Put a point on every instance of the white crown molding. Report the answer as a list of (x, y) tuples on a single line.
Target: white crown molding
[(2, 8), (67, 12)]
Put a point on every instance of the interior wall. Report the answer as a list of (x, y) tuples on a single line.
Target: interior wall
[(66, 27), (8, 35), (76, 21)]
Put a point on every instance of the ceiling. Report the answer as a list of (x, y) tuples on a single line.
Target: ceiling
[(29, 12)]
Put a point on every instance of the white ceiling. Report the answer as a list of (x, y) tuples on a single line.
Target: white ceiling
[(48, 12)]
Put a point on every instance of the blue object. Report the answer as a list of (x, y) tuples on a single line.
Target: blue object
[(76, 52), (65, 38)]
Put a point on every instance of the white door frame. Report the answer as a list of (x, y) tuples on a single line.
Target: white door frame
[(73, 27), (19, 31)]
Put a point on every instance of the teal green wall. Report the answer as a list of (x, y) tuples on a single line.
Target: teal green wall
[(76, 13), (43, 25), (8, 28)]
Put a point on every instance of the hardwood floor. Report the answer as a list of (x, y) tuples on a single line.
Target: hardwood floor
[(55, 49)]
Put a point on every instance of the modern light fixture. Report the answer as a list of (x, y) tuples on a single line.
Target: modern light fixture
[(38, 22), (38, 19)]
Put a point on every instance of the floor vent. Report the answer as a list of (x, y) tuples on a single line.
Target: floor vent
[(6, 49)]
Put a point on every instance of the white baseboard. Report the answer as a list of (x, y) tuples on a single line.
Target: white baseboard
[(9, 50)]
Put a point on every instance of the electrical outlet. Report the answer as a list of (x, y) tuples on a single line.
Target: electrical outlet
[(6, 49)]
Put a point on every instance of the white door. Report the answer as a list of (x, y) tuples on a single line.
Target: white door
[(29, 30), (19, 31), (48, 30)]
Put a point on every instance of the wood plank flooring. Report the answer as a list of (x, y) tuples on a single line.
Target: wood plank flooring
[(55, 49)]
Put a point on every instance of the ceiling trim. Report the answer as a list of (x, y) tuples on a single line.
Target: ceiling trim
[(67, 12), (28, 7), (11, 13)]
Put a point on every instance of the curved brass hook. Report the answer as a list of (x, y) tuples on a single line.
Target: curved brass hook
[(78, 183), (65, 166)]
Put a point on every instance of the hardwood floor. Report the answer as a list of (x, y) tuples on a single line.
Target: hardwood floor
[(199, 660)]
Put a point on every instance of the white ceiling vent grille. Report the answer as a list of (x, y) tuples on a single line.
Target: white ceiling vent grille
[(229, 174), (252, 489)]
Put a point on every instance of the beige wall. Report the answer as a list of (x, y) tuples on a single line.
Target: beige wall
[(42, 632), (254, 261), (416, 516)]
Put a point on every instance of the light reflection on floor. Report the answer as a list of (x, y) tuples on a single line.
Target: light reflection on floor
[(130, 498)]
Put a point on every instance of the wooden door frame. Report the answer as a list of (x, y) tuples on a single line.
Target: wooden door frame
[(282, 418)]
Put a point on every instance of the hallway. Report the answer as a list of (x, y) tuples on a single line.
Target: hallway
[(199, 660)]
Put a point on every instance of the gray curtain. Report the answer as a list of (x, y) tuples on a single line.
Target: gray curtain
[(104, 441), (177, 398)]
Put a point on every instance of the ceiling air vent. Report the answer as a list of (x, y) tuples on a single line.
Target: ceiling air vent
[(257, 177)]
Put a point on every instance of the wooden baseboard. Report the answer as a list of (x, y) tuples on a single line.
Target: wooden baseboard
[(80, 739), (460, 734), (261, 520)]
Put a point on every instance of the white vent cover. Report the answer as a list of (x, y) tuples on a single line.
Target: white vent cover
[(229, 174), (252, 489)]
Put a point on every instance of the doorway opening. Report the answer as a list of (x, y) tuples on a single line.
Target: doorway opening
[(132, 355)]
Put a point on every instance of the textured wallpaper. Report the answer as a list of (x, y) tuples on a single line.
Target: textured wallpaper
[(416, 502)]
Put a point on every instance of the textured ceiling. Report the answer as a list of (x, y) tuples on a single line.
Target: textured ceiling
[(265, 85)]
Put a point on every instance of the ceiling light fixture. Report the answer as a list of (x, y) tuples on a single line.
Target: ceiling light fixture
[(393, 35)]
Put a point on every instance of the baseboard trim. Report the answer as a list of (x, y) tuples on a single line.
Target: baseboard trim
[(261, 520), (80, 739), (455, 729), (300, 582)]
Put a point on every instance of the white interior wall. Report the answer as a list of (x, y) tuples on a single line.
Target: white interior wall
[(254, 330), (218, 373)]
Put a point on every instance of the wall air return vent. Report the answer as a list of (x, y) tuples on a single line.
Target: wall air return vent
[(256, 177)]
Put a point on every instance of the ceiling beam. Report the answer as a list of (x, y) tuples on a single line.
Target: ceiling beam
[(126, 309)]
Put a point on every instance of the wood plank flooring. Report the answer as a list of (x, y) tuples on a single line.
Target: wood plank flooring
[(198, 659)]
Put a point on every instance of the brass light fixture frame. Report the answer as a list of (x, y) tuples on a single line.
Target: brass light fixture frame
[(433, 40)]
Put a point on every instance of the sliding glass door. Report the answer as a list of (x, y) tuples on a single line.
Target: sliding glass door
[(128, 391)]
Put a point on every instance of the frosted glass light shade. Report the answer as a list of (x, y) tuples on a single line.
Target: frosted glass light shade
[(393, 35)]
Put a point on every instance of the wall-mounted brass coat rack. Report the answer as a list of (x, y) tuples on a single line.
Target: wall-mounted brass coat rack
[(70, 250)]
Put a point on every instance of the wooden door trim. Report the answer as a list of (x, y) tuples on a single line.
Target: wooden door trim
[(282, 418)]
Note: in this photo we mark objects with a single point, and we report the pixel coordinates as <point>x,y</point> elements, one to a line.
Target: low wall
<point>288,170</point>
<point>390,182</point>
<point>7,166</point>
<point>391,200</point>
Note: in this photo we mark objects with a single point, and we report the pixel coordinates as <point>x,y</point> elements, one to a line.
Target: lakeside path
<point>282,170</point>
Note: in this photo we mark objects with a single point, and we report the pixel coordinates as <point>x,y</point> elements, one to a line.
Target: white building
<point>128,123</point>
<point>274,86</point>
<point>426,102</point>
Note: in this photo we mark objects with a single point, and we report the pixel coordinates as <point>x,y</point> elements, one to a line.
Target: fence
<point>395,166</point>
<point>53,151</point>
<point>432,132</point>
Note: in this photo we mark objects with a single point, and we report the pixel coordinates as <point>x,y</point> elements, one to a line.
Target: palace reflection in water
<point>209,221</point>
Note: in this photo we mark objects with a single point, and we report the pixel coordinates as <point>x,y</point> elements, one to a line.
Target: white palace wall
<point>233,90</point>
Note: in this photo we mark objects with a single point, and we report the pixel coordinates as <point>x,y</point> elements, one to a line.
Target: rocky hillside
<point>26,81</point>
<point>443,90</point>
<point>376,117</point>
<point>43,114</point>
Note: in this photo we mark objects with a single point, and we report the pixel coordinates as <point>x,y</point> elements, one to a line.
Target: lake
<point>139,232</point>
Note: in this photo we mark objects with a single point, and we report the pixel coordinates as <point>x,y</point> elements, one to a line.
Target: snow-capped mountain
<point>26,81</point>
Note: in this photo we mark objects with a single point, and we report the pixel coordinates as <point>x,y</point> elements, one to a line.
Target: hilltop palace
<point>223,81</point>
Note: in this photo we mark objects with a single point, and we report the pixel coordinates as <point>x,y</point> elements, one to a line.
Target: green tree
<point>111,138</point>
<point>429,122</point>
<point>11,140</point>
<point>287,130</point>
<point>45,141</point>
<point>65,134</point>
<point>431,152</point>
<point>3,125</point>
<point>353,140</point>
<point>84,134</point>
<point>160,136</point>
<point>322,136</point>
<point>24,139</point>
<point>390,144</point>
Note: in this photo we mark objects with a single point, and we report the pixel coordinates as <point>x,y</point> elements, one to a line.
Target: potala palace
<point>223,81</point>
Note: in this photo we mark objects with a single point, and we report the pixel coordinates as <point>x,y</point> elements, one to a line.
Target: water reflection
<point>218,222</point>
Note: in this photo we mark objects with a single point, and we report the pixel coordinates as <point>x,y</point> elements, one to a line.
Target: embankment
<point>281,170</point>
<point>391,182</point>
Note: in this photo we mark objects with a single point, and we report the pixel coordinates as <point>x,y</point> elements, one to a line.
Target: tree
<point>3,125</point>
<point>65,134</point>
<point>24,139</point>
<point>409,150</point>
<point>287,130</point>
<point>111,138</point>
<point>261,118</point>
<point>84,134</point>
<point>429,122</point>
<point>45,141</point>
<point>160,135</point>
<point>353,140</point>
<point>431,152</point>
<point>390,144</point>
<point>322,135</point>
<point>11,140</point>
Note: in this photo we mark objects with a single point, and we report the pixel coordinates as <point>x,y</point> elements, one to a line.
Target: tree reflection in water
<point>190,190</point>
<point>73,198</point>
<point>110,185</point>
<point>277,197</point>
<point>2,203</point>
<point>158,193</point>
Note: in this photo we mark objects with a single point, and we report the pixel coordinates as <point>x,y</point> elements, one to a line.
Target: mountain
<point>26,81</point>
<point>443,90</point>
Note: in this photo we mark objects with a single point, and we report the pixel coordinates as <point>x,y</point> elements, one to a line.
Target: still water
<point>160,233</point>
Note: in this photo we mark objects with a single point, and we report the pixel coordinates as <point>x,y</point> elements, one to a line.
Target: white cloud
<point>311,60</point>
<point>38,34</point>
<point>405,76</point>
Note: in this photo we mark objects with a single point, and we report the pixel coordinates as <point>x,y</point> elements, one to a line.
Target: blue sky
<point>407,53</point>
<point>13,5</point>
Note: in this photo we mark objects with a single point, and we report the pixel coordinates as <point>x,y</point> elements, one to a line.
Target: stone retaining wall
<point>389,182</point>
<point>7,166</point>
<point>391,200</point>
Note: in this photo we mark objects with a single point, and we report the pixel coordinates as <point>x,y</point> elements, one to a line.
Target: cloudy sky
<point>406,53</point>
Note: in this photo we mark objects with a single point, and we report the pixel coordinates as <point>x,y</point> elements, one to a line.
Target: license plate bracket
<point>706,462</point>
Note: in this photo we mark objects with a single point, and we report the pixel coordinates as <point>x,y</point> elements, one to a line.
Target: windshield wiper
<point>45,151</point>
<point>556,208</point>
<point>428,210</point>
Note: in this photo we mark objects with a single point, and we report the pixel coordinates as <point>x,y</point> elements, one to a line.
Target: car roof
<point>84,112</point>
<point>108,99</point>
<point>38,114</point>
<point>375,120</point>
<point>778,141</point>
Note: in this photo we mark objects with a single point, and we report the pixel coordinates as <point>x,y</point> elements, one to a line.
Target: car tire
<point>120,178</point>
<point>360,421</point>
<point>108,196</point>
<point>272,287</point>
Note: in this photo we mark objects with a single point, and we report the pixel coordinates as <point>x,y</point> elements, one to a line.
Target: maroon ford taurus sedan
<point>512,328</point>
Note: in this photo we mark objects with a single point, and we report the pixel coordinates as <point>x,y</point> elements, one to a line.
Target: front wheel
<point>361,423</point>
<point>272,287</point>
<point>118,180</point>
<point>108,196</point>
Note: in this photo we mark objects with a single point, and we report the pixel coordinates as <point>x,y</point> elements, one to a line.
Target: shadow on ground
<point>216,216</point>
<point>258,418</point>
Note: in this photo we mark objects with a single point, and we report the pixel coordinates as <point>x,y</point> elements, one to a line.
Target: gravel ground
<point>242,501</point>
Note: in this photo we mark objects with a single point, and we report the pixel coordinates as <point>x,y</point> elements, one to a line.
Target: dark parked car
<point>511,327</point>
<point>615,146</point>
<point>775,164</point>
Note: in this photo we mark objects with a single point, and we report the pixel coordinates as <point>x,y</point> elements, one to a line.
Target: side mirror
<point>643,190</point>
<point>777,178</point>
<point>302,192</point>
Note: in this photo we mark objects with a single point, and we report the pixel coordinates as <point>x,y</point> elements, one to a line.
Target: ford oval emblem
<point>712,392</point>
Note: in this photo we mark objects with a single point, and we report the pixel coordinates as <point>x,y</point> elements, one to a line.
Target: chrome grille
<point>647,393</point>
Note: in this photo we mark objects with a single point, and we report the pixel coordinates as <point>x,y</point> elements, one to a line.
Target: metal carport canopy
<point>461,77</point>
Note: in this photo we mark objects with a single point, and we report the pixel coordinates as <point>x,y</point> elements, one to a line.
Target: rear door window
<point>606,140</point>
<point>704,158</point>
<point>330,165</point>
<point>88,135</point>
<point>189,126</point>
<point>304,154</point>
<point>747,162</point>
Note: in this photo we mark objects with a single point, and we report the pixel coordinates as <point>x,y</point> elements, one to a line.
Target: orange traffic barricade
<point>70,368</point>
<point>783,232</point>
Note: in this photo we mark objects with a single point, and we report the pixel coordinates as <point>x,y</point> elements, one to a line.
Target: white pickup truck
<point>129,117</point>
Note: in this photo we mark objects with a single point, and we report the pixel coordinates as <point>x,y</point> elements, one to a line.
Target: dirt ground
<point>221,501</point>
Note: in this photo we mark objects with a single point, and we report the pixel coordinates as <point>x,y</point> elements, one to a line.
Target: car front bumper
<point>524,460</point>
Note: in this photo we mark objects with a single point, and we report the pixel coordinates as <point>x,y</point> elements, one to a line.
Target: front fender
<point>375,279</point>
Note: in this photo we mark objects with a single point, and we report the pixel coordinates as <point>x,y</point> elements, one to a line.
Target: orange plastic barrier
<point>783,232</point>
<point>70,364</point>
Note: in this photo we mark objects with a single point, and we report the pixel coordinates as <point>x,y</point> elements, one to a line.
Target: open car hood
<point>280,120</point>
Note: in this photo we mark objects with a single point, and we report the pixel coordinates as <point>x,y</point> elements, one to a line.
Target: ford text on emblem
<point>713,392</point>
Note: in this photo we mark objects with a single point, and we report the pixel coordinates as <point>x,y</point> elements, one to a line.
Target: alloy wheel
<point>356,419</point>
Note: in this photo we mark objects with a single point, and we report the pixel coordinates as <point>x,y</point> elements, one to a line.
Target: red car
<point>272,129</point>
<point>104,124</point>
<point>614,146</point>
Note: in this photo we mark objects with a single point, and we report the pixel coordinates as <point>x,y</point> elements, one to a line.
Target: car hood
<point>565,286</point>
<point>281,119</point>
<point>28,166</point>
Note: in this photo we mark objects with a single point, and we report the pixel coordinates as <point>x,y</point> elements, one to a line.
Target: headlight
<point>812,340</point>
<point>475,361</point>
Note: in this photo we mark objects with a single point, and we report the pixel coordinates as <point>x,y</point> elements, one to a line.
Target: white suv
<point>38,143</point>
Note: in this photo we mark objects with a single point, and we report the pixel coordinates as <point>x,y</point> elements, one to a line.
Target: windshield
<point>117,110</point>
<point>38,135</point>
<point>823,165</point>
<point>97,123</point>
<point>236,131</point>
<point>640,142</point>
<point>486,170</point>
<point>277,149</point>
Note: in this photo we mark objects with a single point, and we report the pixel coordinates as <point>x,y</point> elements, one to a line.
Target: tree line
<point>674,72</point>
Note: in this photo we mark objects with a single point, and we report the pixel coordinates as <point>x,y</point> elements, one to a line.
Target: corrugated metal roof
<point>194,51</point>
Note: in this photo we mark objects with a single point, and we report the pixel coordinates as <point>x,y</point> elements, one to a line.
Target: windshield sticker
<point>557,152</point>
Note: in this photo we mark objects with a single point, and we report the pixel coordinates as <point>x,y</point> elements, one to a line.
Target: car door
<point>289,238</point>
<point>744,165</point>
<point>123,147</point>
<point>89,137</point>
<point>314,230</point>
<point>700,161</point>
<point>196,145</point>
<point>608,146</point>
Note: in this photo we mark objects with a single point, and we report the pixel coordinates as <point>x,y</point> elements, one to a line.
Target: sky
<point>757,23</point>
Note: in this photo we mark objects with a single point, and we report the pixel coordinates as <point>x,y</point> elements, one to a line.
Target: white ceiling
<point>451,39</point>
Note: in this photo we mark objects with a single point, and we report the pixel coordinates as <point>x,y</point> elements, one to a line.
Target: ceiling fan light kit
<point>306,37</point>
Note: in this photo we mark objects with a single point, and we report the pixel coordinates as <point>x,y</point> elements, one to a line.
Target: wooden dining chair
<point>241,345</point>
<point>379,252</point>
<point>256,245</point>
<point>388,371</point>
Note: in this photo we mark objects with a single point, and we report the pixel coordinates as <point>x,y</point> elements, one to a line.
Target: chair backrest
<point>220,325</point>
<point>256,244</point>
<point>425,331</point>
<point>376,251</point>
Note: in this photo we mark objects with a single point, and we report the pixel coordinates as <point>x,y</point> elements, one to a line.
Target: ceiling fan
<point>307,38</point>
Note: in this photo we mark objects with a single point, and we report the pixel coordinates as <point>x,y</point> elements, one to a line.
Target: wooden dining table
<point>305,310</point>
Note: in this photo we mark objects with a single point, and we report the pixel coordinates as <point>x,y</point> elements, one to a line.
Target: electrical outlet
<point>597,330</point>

*WHAT TO DO:* Format the data above, from its first line through the line containing "[(2, 8), (67, 12)]", as a JSON list of strings with one string per line, omitting any blank lines.

*SOLUTION TO THE EXERCISE:*
[
  "Put a point on every instance of the white crown molding. Report the answer as a list of (x, y) tuples on a single line.",
  "Target: white crown molding",
  "[(2, 8), (67, 12)]"
]